-- STATED TASK --
Copy out the lines below word for word, all of them.

[Stored items]
start

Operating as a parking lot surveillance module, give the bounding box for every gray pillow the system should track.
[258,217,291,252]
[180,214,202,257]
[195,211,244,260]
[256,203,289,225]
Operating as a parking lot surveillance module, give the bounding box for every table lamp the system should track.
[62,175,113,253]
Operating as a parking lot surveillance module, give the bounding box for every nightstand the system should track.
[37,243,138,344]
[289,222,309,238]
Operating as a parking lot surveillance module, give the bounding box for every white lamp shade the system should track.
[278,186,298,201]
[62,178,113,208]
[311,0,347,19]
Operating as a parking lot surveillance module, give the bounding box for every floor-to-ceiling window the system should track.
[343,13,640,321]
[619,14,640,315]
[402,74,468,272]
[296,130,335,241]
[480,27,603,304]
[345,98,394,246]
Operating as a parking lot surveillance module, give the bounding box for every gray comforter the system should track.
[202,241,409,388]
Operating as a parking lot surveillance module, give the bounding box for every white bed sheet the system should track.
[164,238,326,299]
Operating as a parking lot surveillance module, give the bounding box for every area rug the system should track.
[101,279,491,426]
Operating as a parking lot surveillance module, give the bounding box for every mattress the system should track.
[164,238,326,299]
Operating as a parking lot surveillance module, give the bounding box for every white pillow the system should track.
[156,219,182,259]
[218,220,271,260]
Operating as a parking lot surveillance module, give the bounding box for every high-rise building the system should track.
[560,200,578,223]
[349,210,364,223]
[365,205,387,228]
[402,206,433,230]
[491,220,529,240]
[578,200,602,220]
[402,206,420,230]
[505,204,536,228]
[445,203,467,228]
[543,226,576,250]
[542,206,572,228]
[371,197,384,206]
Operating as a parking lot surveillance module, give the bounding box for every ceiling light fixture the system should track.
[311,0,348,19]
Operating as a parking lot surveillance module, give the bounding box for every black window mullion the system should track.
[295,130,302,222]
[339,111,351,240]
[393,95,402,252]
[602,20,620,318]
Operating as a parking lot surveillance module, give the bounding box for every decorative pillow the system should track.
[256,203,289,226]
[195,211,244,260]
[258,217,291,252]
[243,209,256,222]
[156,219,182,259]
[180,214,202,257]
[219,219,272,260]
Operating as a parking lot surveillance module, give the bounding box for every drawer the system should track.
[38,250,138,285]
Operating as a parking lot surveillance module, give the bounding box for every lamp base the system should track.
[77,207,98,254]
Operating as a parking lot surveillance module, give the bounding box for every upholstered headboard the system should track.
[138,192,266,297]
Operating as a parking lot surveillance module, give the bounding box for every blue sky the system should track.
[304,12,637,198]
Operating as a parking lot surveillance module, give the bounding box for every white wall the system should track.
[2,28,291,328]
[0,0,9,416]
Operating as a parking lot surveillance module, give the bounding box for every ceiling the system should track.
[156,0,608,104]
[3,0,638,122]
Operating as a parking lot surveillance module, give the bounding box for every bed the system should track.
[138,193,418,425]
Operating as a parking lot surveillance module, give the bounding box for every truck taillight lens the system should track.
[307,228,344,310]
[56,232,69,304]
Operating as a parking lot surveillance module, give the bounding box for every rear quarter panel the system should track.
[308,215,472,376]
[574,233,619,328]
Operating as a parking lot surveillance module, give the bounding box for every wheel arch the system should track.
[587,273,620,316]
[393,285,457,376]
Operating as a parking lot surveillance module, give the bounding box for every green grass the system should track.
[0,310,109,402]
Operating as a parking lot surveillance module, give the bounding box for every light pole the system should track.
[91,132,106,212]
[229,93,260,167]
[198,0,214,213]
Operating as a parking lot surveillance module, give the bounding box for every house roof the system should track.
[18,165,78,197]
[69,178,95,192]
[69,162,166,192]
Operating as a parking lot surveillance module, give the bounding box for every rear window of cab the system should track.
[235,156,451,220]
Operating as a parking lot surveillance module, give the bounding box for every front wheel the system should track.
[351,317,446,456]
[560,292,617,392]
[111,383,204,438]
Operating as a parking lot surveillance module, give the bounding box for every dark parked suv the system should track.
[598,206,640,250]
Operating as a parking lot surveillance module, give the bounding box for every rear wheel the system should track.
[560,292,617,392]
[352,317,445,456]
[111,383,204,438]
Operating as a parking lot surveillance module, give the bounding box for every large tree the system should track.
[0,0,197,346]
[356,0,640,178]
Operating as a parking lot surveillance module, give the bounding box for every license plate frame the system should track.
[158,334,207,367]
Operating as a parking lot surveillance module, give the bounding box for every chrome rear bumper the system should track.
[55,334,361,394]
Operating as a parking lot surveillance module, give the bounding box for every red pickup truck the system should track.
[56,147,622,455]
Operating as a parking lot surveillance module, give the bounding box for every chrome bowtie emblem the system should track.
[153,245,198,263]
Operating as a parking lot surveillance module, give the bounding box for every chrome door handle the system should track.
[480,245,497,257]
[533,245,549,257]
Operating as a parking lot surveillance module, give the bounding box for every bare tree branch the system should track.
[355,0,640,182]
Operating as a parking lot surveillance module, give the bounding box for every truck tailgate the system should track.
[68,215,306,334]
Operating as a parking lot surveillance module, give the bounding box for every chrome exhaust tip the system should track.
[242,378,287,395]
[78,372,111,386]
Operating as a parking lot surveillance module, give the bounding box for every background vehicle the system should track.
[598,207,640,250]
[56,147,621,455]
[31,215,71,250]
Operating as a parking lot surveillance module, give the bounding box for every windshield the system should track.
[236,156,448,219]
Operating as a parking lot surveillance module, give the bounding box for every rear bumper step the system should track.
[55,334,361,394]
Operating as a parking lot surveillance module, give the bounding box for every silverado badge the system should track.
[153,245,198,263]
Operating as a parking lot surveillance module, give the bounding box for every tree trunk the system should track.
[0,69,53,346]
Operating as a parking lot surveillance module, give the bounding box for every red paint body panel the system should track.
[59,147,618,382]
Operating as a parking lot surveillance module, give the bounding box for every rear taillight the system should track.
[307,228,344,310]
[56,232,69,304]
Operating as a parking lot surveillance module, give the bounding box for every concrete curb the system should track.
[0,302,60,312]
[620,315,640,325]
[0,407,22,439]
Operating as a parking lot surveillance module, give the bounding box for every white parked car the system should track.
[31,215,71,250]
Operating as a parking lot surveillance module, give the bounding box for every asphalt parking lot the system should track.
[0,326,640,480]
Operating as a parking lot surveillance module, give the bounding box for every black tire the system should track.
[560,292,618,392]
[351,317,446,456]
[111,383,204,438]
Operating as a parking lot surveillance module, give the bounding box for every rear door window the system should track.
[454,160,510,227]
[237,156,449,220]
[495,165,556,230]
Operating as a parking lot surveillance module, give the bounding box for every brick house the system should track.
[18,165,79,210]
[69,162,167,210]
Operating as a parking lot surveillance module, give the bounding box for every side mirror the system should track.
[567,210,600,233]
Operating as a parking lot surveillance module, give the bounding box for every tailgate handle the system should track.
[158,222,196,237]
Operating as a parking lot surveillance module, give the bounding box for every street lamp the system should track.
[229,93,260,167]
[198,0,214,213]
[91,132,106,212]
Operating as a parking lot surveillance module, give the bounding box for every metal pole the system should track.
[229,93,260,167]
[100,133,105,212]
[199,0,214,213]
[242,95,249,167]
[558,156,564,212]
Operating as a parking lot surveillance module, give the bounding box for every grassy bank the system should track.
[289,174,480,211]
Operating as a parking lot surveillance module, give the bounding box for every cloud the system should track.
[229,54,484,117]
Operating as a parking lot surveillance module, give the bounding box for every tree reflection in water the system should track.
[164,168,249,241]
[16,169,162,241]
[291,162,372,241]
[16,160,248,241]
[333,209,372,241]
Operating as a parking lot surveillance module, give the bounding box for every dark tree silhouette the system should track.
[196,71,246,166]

end

-- RESULT BELOW --
Operating as a parking lot surveillance module, give the bounding box for every gray pillow the system should track.
[258,217,291,252]
[180,214,202,257]
[195,211,244,260]
[256,203,289,225]
Operating as a parking lot surveillance module, give the bounding box for every table lamp the system should track.
[62,175,113,253]
Operating as a parking lot surveillance module, give the bounding box for every nightstand the system should track.
[37,243,138,344]
[289,222,309,238]
Operating as a parking lot surveillance module, give the bounding box for every white lamp shade the system should track.
[278,186,298,201]
[62,178,113,208]
[311,0,347,19]
Operating as a parking lot surveillance module, give the bounding box for every floor-to-ceiling window the system should track.
[343,13,640,321]
[619,14,640,315]
[402,74,468,272]
[296,130,335,241]
[480,27,603,304]
[345,98,394,246]
Operating as a parking lot surveillance module, give the bounding box for every gray comforter the system should track.
[202,241,409,388]
Operating as a parking lot surveillance module, give the bounding box for every white bed sheet the system should track.
[164,238,326,299]
Operating as a parking lot surveillance module, give the bounding box for every area rug the system should track.
[101,279,491,426]
Operating as a parking lot surveillance module, give the bounding box for every mattress the system should track.
[164,238,326,299]
Operating as a parking lot surveillance module, give the bounding box for every white pillow the system should track.
[156,219,182,259]
[218,220,271,260]
Operating as a parking lot surveillance module, give the bounding box for every high-rise building the system should track.
[560,200,578,223]
[349,210,364,223]
[365,205,387,228]
[402,206,433,230]
[491,220,529,240]
[578,200,602,220]
[402,206,420,230]
[505,204,536,228]
[445,203,467,228]
[543,226,576,250]
[542,206,572,228]
[371,197,384,206]
Operating as a parking lot surveillance module, give the bounding box for every ceiling light fixture the system should track.
[311,0,348,19]
Operating as a parking lot surveillance module, give the bounding box for every black window mullion the system should track.
[295,130,302,222]
[339,111,351,240]
[393,95,402,252]
[602,20,620,318]
Operating as a parking lot surveillance module, give the bounding box for every decorative pillow the system should track.
[256,203,289,226]
[195,211,244,260]
[258,217,291,252]
[243,209,256,222]
[156,219,182,259]
[180,214,202,257]
[219,219,272,260]
Operating as a parking lot surveillance module, give the bounding box for every drawer the system should track.
[38,250,138,285]
Operating as a parking lot surveillance module, give the bounding box for every lamp base the system should track.
[77,207,98,254]
Operating as a parking lot surveillance module, give the bounding box for every upholstered headboard the system should track.
[138,192,266,297]
Operating as a parking lot surveillance module, give the bounding box for every blue sky the system should track.
[304,12,637,198]
Operating as a parking lot surveillance module, give the bounding box for every white wall the system should track.
[2,28,291,328]
[0,0,9,416]
Operating as a parking lot surveillance module, give the bounding box for every ceiling the system should track.
[156,0,608,104]
[3,0,638,122]
Operating as a parking lot surveillance module, give the bounding box for every bed the system should track.
[138,193,418,425]
Operating as a parking lot surveillance module, give the bounding box for every truck taillight lens the system should track.
[307,228,344,310]
[56,232,69,304]
Operating as a parking lot surveillance module, give the bounding box for every rear quarter panel the system should track.
[308,215,472,376]
[574,233,619,328]
Operating as a parking lot surveillance module, give the bounding box for every wheel arch the system should track.
[587,273,620,316]
[393,285,457,376]
Operating as a parking lot surveillance module, give the bounding box for every green grass the system should track.
[0,310,109,402]
Operating as a parking lot surveillance module, give the bounding box for every light pole the system should track.
[91,132,106,212]
[229,93,260,167]
[198,0,214,213]
Operating as a parking lot surveillance module, give the bounding box for every house roof the system should track.
[18,165,78,197]
[69,178,95,192]
[69,162,166,192]
Operating as a parking lot surveillance module, give the bounding box for every rear window of cab the system should track.
[235,156,451,220]
Operating as a parking lot surveillance module, give the bounding box for every front wheel the system should track.
[351,317,446,456]
[560,292,617,392]
[111,383,204,438]
Operating as a parking lot surveillance module, give the bounding box for every dark parked suv the system should track.
[598,206,640,250]
Operating as a parking lot surveillance module, give the bounding box for every rear wheel the system should track.
[560,292,617,392]
[352,317,445,456]
[111,383,204,438]
Operating as a parking lot surveillance module, give the bounding box for every large tree the system should track.
[0,0,197,346]
[356,0,640,178]
Operating as a parking lot surveillance module, give the bounding box for every license plate frame the system should track.
[158,334,207,367]
Operating as a parking lot surveillance module, give the bounding box for every chrome rear bumper the system should track.
[55,334,361,394]
Operating as a parking lot surveillance module, give the bounding box for every red pickup truck the system should track.
[56,147,622,455]
Operating as a parking lot surveillance module, give the bounding box for every chrome bowtie emblem the system should track.
[153,245,198,263]
Operating as a parking lot surveillance module, give the bounding box for every chrome door handle the system should track.
[480,245,497,257]
[533,245,549,257]
Operating as a parking lot surveillance module, give the bounding box for every bare tree branch the system should track.
[355,0,640,182]
Operating as a parking lot surveillance module, give the bounding box for every truck tailgate the system should track.
[68,215,306,334]
Operating as a parking lot surveillance module, give the bounding box for every chrome exhaust tip the system should track.
[242,378,287,395]
[78,372,111,386]
Operating as a parking lot surveillance module, give the bounding box for every background vehicle the system should track.
[598,207,640,250]
[56,147,621,455]
[31,215,71,250]
Operating as a parking lot surveillance module, give the bounding box for every windshield the system should track.
[236,156,448,219]
Operating as a parking lot surveillance module, give the bounding box for every rear bumper step the system should track.
[55,334,361,394]
Operating as a parking lot surveillance module, give the bounding box for every silverado badge the system should track.
[153,245,198,263]
Operating as a parking lot surveillance module, give the bounding box for every tree trunk the system should track.
[0,69,53,346]
Operating as a parking lot surveillance module, give the bounding box for every red paint body panel the system should track.
[59,147,618,382]
Operating as a parking lot surveillance module, give the bounding box for every rear taillight the system should track.
[307,228,344,310]
[56,232,69,304]
Operating as a parking lot surveillance module, give the bounding box for every concrete curb the system should track.
[0,302,60,312]
[620,315,640,325]
[0,407,22,439]
Operating as a parking lot surveillance module, give the bounding box for every white parked car the system should track.
[31,215,71,250]
Operating as a parking lot surveillance module, give the bounding box for every asphalt parking lot the system should track.
[0,326,640,480]
Operating as a parking lot surveillance module, give the bounding box for every black tire the system should track.
[560,292,618,392]
[351,317,446,456]
[111,383,204,438]
Operating as a parking lot surveillance module, give the bounding box for every rear door window the system should track.
[454,160,510,227]
[237,156,449,220]
[495,165,556,230]
Operating as a parking lot surveillance module, give the bounding box for every brick house the system should track.
[18,165,79,210]
[69,162,167,210]
Operating as a parking lot surveillance module, give the bounding box for every side mirror the system should track.
[567,210,600,233]
Operating as a parking lot surveillance module, give the bounding box for every tailgate handle the system should track.
[158,222,196,237]
Operating as a parking lot surveillance module, give the bounding box for every street lamp the system should track.
[229,93,260,167]
[198,0,214,213]
[91,132,106,212]
Operating as a parking lot surveillance module, give the bounding box for every metal pole the system should track.
[229,93,260,167]
[100,133,105,212]
[199,0,214,213]
[242,95,249,167]
[558,156,564,212]
Operating as a parking lot surveillance module, give the bounding box for every grassy bank the system should track.
[289,174,480,211]
Operating as a parking lot surveillance module, give the bounding box for every cloud the system should track.
[229,54,484,117]
Operating as a parking lot surveillance module, give the bounding box for every tree reflection in water the system should track.
[164,168,249,241]
[16,169,162,241]
[291,162,372,241]
[16,160,248,241]
[333,209,372,241]
Operating as a parking lot surveillance module, give the bounding box for every dark tree silhouette the system should track.
[196,71,246,166]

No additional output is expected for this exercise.